Problem details: Please name the agency that funds the street lighting project described in the Gregor Kalinkat welcome interview below.

Text excerpt:
--------------------------------------------------

Welcome Gregor Kalinkat - new SE

Submitted by editor on 7 June 2019.

We are very happy to welcome Gregor Kalinkat to our editorial board! Read more about him in this interview!

What's you main research focus at the moment?

I just started a new position as a senior researcher in Franz Hölker's lab at the Leibniz-Institute for Freshwater Ecology and Inland Fisheries (IGB) Berlin. In this long-running (6 years!) interdisciplinary project funded by the German Federal Agency for Environment Protection (BfN) we are going to investigate ways to reduce negative effects of street lighting on insect communities. At this point I'm new to light pollution research but as it adds one more anthropogenic factor affecting food webs and ecosystems it integrates well with research I've been doing over the past years on climate warming and biological invasions. Notably, my new colleagues have published a very cool paper on how light pollution affects invertebrate food webs last year in Oikos https://onlinelibrary.wiley.com/doi/full/10.1111/oik.04696.  

Can you describe your research career?

--------------------------------------------------

Natural-language object grounding rows
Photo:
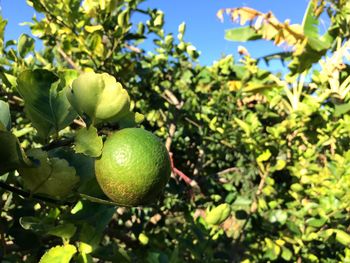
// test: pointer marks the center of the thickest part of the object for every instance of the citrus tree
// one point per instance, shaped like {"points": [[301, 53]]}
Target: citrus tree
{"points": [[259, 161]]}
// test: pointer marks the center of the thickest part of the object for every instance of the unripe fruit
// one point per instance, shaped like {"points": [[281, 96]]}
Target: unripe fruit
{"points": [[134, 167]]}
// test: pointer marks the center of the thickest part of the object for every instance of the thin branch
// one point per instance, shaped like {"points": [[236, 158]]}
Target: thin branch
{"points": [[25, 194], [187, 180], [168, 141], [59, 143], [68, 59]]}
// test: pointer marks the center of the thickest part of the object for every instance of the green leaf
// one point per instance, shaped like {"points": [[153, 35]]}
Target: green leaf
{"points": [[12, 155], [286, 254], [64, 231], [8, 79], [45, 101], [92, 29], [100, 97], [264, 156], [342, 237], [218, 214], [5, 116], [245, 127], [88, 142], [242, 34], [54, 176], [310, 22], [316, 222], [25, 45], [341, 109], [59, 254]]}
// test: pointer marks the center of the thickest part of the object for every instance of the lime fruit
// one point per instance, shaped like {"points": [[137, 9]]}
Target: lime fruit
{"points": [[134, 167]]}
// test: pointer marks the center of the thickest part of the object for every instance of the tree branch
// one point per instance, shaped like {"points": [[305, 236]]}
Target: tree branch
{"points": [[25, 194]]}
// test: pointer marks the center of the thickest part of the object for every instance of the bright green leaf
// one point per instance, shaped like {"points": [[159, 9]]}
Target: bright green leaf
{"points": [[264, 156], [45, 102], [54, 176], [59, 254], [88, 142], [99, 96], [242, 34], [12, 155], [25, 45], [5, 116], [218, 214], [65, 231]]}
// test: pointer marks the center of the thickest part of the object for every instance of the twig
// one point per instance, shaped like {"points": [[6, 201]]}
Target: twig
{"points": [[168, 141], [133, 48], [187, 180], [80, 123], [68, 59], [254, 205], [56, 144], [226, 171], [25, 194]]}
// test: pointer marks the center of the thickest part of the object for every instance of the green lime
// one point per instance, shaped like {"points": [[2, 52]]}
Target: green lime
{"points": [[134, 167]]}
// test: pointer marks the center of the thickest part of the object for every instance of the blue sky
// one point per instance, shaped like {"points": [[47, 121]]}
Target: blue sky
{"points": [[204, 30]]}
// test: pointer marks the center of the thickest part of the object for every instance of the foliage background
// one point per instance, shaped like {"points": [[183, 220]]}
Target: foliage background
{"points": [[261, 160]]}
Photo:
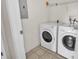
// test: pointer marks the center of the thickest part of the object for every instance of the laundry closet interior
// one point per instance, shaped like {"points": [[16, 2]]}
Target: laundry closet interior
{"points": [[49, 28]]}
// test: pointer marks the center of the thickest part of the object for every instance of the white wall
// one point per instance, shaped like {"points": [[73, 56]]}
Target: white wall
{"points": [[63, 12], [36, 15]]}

--------------------------------------------------

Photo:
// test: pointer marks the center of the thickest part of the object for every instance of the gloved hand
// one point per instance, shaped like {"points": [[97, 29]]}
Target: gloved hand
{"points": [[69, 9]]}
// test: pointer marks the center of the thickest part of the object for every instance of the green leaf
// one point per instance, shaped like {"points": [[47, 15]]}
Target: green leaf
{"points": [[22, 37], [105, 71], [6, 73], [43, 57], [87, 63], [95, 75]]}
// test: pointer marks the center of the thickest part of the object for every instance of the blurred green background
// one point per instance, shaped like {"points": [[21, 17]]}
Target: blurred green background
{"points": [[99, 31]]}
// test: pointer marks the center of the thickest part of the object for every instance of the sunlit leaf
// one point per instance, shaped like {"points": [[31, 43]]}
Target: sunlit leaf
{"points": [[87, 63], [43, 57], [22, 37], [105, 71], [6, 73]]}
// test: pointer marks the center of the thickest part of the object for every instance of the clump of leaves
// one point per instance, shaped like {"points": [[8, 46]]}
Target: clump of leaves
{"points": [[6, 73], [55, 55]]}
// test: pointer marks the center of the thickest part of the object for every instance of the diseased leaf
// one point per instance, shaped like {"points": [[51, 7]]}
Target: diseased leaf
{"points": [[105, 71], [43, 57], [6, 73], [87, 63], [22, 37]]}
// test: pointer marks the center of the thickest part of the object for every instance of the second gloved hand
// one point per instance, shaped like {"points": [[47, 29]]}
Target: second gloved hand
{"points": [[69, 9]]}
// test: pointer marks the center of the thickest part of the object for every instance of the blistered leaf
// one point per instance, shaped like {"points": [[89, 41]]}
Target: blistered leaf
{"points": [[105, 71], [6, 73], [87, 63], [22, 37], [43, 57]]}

--------------------------------------------------

Written solution: The German Federal Agency for Environment Protection (BfN).